What this task involves —
Any picture in the data below gets skipped; print all the rest exactly.

Data for this exercise —
------------
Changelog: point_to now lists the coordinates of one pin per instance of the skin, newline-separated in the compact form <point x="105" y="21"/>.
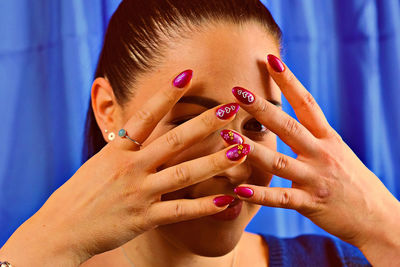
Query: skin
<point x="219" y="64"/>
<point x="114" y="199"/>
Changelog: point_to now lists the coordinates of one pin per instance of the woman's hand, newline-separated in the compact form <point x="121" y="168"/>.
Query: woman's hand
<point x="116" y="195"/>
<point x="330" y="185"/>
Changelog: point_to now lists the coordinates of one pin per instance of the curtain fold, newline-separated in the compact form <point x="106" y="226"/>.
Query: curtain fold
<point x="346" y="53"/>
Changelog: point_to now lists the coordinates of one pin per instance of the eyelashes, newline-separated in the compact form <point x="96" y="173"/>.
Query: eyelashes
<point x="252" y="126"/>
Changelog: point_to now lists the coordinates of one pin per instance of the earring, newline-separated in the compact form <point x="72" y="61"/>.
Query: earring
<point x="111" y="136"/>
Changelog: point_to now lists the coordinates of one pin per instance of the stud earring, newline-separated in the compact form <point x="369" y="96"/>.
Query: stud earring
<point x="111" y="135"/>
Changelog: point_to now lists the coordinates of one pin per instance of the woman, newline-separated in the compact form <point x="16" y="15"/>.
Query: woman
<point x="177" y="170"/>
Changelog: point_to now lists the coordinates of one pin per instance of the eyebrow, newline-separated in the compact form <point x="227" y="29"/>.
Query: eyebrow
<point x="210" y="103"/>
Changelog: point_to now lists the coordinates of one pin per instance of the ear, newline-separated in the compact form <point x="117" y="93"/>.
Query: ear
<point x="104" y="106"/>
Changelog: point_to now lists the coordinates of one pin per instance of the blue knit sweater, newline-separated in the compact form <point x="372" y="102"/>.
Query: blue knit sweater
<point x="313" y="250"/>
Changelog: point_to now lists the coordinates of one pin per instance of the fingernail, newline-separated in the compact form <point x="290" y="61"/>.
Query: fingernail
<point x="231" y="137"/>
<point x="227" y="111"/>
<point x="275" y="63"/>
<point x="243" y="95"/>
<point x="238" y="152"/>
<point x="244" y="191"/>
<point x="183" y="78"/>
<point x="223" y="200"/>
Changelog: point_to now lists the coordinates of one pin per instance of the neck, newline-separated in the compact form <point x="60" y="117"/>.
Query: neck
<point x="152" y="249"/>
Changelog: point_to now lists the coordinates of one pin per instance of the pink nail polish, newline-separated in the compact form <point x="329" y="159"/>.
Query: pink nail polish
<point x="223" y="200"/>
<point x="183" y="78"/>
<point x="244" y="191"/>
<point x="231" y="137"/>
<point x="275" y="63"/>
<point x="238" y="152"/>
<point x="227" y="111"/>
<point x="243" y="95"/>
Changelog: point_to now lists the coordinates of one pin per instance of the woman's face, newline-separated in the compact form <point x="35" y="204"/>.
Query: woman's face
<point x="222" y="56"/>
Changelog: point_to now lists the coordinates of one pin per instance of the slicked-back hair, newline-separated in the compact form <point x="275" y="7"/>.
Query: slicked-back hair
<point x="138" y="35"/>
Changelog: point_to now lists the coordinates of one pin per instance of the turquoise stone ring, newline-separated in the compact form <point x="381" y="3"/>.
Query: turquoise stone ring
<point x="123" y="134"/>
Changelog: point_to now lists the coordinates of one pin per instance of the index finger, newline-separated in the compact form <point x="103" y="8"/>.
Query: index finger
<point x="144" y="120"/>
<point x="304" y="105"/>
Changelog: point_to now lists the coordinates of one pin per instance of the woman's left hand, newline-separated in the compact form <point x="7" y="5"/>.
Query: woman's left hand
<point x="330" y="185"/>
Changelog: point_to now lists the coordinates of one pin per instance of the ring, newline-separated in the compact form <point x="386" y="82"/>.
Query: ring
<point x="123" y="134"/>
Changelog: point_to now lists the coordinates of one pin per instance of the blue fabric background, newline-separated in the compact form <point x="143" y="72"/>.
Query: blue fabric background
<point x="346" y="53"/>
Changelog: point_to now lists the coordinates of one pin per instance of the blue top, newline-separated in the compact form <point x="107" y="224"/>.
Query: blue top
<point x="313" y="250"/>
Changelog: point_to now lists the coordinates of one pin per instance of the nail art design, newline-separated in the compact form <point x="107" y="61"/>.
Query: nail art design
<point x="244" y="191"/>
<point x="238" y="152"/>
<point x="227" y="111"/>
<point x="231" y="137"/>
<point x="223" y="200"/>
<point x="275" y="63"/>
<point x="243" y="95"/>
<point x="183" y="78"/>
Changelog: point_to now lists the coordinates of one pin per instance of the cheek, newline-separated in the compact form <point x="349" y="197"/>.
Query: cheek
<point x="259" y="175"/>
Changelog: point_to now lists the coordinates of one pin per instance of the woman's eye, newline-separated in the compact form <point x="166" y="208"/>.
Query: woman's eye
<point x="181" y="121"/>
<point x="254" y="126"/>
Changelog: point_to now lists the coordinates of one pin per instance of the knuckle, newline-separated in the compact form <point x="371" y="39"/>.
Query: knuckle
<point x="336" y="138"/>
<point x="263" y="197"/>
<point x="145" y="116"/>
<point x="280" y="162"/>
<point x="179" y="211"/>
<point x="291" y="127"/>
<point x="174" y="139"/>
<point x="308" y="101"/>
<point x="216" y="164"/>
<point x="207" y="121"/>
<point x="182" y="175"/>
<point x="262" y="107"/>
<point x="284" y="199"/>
------------
Result for this task —
Changelog: point_to now lists the coordinates of one pin per instance of the skin, newline-separated in the compact form <point x="105" y="21"/>.
Query: skin
<point x="219" y="64"/>
<point x="114" y="199"/>
Changelog: point_to now lists the coordinates of one pin per instance of the woman's hand, newline-separated in the compact form <point x="121" y="168"/>.
Query: woman's hand
<point x="116" y="195"/>
<point x="330" y="185"/>
Changelog: point_to now lists the coordinates of one pin per instance of the curtain fold, newline-separated in the compact form <point x="106" y="226"/>.
Query: curtain fold
<point x="346" y="53"/>
Changelog: point_to now lists the coordinates of one pin per instance of the eyelashes, newline-separated in the compact form <point x="96" y="173"/>.
Query: eyelashes
<point x="252" y="126"/>
Changelog: point_to now lists the coordinates of one pin per instance of the earring, newline-separated in the compact form <point x="72" y="61"/>.
Query: earring
<point x="111" y="136"/>
Changelog: point_to now lists the coordinates of one pin per instance of the stud earring, newline-separated in the compact form <point x="369" y="96"/>.
Query: stud earring
<point x="111" y="135"/>
Changelog: point_to now lists the coordinates of one pin per instance of the woman, newline-separated in the compact form <point x="16" y="15"/>.
Query: woman
<point x="177" y="170"/>
Changelog: point_to now lists the coordinates of one pin per instance of the eyebrow, newline-separated in the compact form <point x="227" y="29"/>.
Query: eyebrow
<point x="210" y="103"/>
Changelog: point_to now lists the coordinates of one pin per instance of the ear, newline-separated in the compact form <point x="117" y="93"/>.
Query: ear
<point x="104" y="106"/>
Changelog: point_to now lists the coordinates of one pin per instance of the blue knit sweater, newline-separated in the compact form <point x="372" y="102"/>.
Query: blue knit sweater
<point x="313" y="250"/>
Changelog: point_to now lists the coordinates of one pin per instance of the fingernail, newline-separated in the compact form <point x="290" y="61"/>.
Query: fingernail
<point x="231" y="137"/>
<point x="227" y="111"/>
<point x="275" y="63"/>
<point x="243" y="95"/>
<point x="238" y="152"/>
<point x="244" y="191"/>
<point x="183" y="78"/>
<point x="223" y="200"/>
Changelog: point_to now lists the coordinates of one pin per instance of the neck, newline-separated in the compact form <point x="60" y="117"/>.
Query: neck
<point x="152" y="249"/>
Changelog: point_to now lists the coordinates of one pin per instance of the pink nail polish, newline-separated in the compact form <point x="329" y="159"/>.
Query: pink nail polish
<point x="223" y="200"/>
<point x="183" y="78"/>
<point x="244" y="191"/>
<point x="231" y="137"/>
<point x="275" y="63"/>
<point x="238" y="152"/>
<point x="227" y="111"/>
<point x="243" y="95"/>
Changelog: point_to now lists the coordinates of one pin per instance of the woman's face, newline-separated in the compact form <point x="35" y="204"/>.
Query: woman's face
<point x="222" y="56"/>
Changelog: point_to now lists the coordinates of one pin per instance of the slicked-back hair, newline-separated in the compact form <point x="275" y="7"/>.
Query: slicked-back hair
<point x="138" y="35"/>
Changelog: point_to now lists the coordinates of one pin per instance of the turquoise stone ring, newline-separated in the compact form <point x="381" y="3"/>.
Query: turquoise stone ring
<point x="123" y="134"/>
Changelog: point_to now lists the coordinates of one pin per instance of the index finger, newline-separated in the compact form <point x="103" y="8"/>.
Query: index finger
<point x="144" y="120"/>
<point x="304" y="105"/>
Changelog: point_to now lists the coordinates of one pin per instance of the woman's left hand, newline-separated in the compact form <point x="7" y="5"/>.
Query: woman's left hand
<point x="330" y="185"/>
Changelog: point_to now lists the coordinates of one pin per instance of the ring, newline-separated in the compact form <point x="386" y="82"/>.
Query: ring
<point x="123" y="134"/>
Changelog: point_to now lists the coordinates of one pin per instance of the blue fabric background, newline-separated in the compact form <point x="143" y="72"/>.
Query: blue fabric background
<point x="346" y="53"/>
Changelog: point_to now lists the coordinates of one pin per instance of the blue top, newline-separated in the compact form <point x="107" y="224"/>.
Query: blue top
<point x="313" y="250"/>
Changelog: point_to now lists the coordinates of one pin per instance of the nail art design, newline-separated in the compact form <point x="107" y="61"/>.
Query: nail art design
<point x="244" y="191"/>
<point x="238" y="152"/>
<point x="227" y="111"/>
<point x="231" y="137"/>
<point x="223" y="200"/>
<point x="275" y="63"/>
<point x="243" y="95"/>
<point x="183" y="78"/>
Changelog: point_to now lists the coordinates of one pin per instance of the cheek, newline-separated in the compact form <point x="349" y="197"/>.
Query: cheek
<point x="259" y="175"/>
Changelog: point_to now lists the coordinates of one pin per instance of the woman's eye, newline-separated in the compact form <point x="166" y="208"/>.
Query: woman's eye
<point x="181" y="121"/>
<point x="254" y="126"/>
Changelog: point_to now lists the coordinates of one pin per instance of the knuckle, newline-separated in the compact form <point x="371" y="39"/>.
Query: knuckle
<point x="336" y="138"/>
<point x="263" y="197"/>
<point x="145" y="116"/>
<point x="280" y="162"/>
<point x="179" y="211"/>
<point x="291" y="127"/>
<point x="174" y="139"/>
<point x="308" y="101"/>
<point x="216" y="164"/>
<point x="207" y="121"/>
<point x="182" y="175"/>
<point x="262" y="107"/>
<point x="284" y="199"/>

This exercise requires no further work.